*What needs to be done*.
In the news report on the Fukushima worker's cancer, reproduce word for word the passage that opens with the words containing "The man had" and closes with "the official said.".

*Text under study*.
━━━
TOKYO (AP) — A man in his 40s who worked at the Fukushima nuclear plant after the 2011 disaster is the first person confirmed to have developed cancer from radiation exposure, Japan confirmed Tuesday.
The Health and Labor Ministry said the man, who wasn't identified further, has received government approval for compensation for the radiation-induced illness.
It said he helped install covers on damaged reactors at the plant from October 2012 to December 2013. He did not work at Fukushima in the weeks after the massive earthquake and tsunami destroyed the plant in March 2011, when radiation levels were the highest. The plant has since been stabilized, except for occasional leaks of contaminated water.
The man had worked at several other nuclear plants before Fukushima, the ministry said. Medical experts could not determine whether his exposure at Fukushima was the direct cause of his leukemia, a ministry official said on condition of anonymity, citing sensitivity of the issue. But his total exposure of 19.8 millisievert was mostly from his work at Fukushima, the official said.
The case could be a warning of future cancer cases because his exposure was below the widely recognized annual limit for nuclear workers. Japan uses the same 100 millisievert threshold in deciding whether to allow evacuees to return to their homes near the plant. During the height of the crisis, more than 170 workers were exposed to radiation exceeding that threshold, which is widely recognized for increased risk of developing cancer.
No deaths due to direct radiation exposure at Fukushima have occurred, though several workers at the plant have died due to injuries or illnesses such as heat stroke or heart attacks.
Scientifically linking individual cancer cases to radiation is difficult. While residents and some experts are concerned about the growing number of thyroid cancer cases among Fukushima children, others say routine check-ups might have increased tallies, including cases undiscovered otherwise.
Since the crisis, nearly 45,000 workers have taken part in the massive cleanup effort at the Fukushima plant, about half of them with exposure levels exceeding 5 millisievert, according to the Tokyo Electric Power Co., which operates the plant. Protecting workers from radiation exposure will be crucial to maintaining the workforce through the decades-long decommissioning project.
Thirteen other workers in Japan's nuclear industry have been certified for government compensation for cancer and other illnesses linked to their radiation exposure at work since the 1970s, according to the ministry. Since the Fukushima crisis, 10 other compensation cases have been filed, with seven being rejected and three still being examined.
A claimant can be considered for compensation for illnesses linked to radiation exposure with annual dose exceeding 5 millisieverts and the illness developing more than a year since first contact to radiation.
━━━
(Data extracted from a collection)
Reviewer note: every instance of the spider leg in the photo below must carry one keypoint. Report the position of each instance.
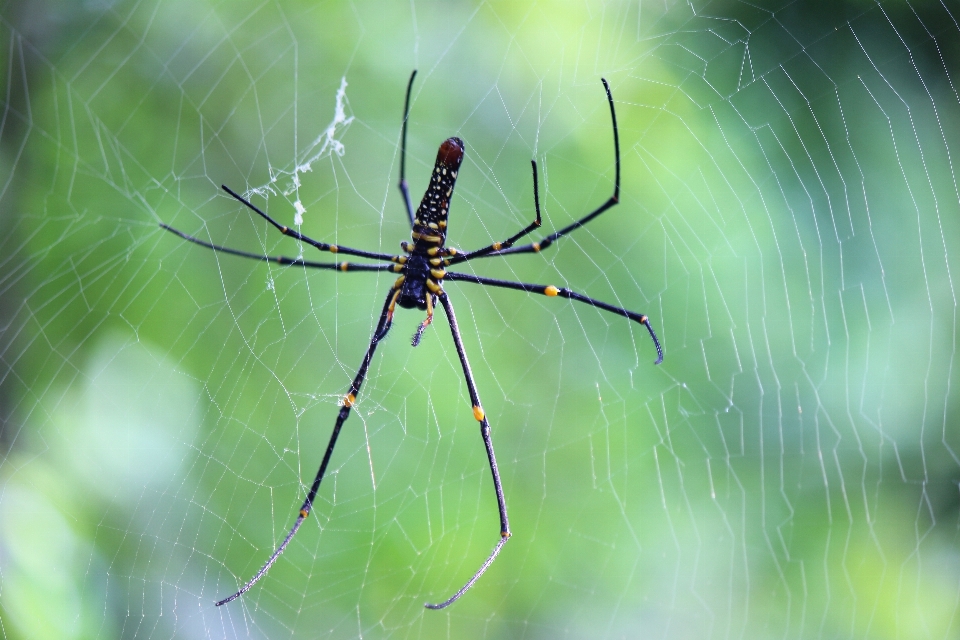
(404, 189)
(287, 231)
(283, 260)
(536, 247)
(487, 443)
(383, 326)
(506, 244)
(552, 291)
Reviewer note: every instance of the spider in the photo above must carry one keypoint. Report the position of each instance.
(422, 271)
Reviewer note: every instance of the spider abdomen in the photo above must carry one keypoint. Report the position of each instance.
(430, 222)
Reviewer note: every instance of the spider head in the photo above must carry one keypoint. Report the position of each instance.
(451, 153)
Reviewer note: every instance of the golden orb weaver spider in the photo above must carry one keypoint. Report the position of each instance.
(420, 285)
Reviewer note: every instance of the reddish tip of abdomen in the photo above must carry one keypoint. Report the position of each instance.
(451, 153)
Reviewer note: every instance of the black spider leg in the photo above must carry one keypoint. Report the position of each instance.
(535, 247)
(487, 443)
(552, 291)
(506, 244)
(322, 246)
(282, 260)
(383, 326)
(404, 189)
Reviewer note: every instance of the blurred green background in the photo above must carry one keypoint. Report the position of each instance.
(790, 221)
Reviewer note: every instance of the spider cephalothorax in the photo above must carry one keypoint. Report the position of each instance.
(420, 285)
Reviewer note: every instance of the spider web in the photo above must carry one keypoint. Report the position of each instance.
(788, 219)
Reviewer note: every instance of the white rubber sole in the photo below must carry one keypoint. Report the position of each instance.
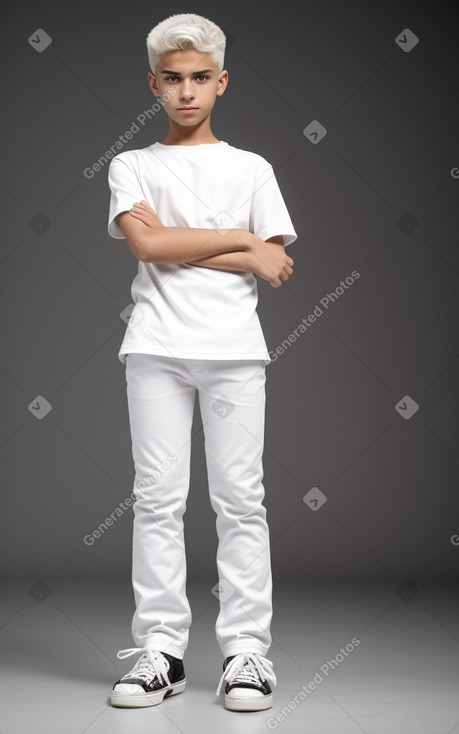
(245, 704)
(146, 699)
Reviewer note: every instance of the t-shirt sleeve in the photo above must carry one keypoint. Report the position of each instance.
(125, 190)
(269, 215)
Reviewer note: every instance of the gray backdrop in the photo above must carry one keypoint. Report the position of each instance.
(355, 104)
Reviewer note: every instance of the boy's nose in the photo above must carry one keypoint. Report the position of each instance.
(186, 91)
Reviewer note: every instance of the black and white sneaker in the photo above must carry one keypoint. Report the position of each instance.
(154, 676)
(247, 677)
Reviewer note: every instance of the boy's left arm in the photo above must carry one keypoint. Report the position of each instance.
(239, 260)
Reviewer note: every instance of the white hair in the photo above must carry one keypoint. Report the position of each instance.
(184, 31)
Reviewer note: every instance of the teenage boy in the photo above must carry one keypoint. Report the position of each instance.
(203, 218)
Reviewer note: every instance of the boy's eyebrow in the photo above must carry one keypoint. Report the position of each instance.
(178, 73)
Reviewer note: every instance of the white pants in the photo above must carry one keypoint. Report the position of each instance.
(161, 392)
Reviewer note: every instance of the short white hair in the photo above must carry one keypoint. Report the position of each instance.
(184, 31)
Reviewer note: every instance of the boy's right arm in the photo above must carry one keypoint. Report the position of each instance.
(162, 244)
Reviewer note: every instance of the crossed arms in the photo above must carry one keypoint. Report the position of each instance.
(234, 249)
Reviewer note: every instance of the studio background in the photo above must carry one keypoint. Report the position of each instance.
(361, 129)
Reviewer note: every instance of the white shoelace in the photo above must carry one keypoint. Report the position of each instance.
(247, 667)
(151, 659)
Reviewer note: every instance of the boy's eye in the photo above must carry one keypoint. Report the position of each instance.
(199, 76)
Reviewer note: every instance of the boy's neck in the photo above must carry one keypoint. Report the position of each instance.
(180, 135)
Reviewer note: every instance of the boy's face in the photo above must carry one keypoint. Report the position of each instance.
(187, 78)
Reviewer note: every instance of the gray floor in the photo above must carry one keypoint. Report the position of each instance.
(58, 659)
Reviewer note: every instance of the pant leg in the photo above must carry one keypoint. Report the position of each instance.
(232, 402)
(160, 401)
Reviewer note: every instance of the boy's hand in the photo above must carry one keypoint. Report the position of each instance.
(143, 211)
(270, 261)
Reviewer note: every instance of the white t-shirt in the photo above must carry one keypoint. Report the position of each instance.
(183, 310)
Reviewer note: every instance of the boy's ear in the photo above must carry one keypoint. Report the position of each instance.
(153, 84)
(222, 82)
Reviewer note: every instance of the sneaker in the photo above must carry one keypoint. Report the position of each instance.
(247, 687)
(154, 676)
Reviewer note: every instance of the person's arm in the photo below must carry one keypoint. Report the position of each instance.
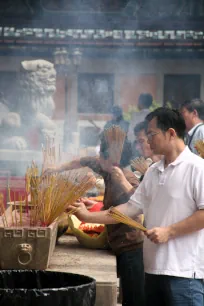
(103, 217)
(191, 224)
(187, 226)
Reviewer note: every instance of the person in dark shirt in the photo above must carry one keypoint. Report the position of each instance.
(126, 242)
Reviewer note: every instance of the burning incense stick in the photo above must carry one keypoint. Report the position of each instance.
(118, 216)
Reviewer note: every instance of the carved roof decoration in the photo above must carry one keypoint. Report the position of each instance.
(100, 37)
(105, 14)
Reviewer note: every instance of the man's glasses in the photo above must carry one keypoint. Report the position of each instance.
(151, 134)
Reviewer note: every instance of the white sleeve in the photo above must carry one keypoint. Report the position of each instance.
(198, 193)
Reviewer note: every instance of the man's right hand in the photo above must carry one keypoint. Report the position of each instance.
(80, 211)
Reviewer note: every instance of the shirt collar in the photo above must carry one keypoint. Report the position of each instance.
(190, 133)
(184, 155)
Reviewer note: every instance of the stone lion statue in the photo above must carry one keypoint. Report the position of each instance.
(33, 112)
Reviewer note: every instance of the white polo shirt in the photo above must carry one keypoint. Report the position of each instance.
(167, 196)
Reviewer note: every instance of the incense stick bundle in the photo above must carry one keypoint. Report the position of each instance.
(141, 164)
(52, 194)
(199, 145)
(118, 216)
(115, 138)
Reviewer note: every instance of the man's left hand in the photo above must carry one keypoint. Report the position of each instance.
(158, 234)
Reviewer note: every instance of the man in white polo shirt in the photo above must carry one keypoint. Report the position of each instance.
(171, 196)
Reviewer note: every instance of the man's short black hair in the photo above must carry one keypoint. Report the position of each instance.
(194, 104)
(140, 127)
(145, 100)
(168, 118)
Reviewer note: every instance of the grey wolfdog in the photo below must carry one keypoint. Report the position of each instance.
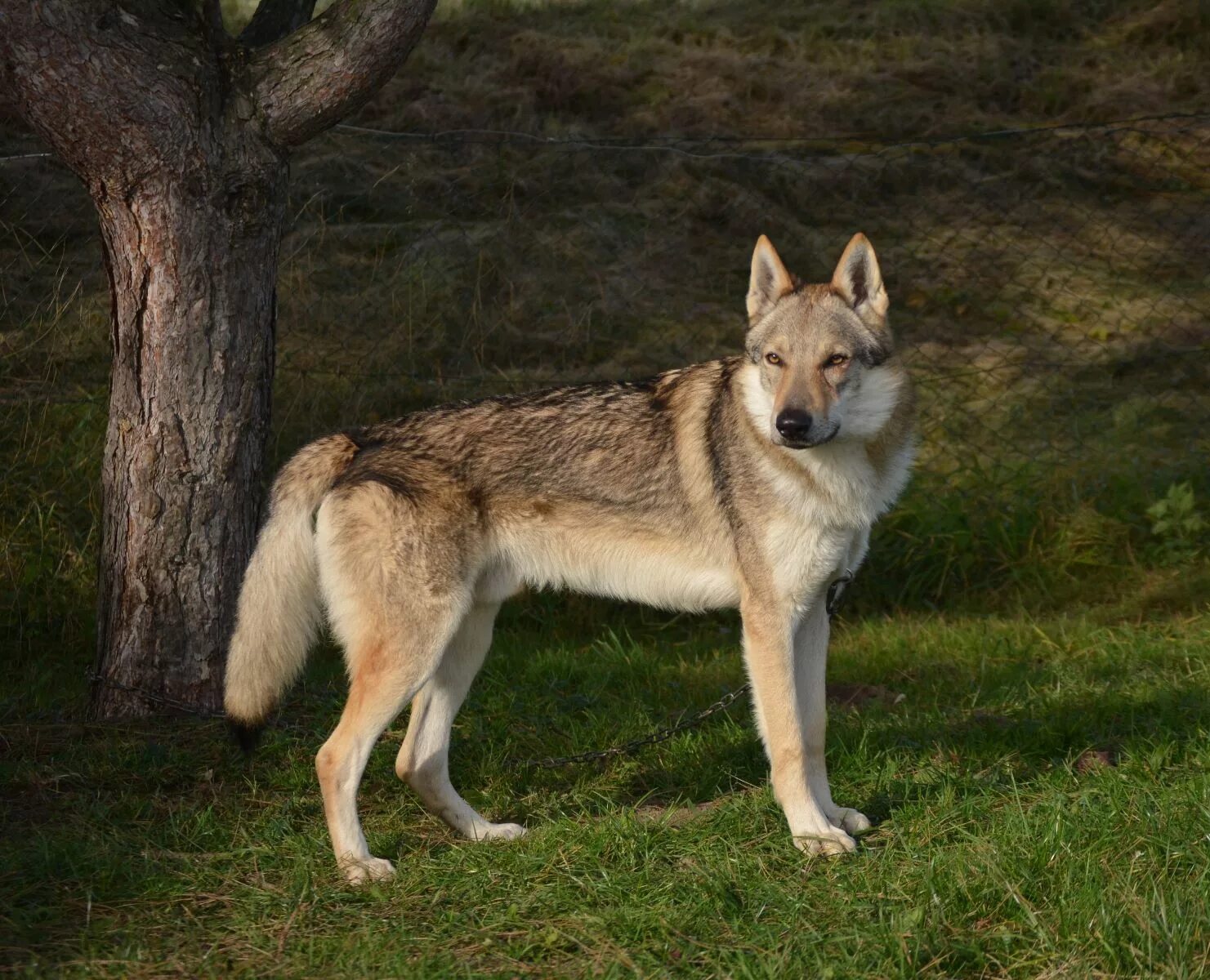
(748, 482)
━━━
*Answer to this exercise*.
The man had worked at several other nuclear plants before Fukushima, the ministry said. Medical experts could not determine whether his exposure at Fukushima was the direct cause of his leukemia, a ministry official said on condition of anonymity, citing sensitivity of the issue. But his total exposure of 19.8 millisievert was mostly from his work at Fukushima, the official said.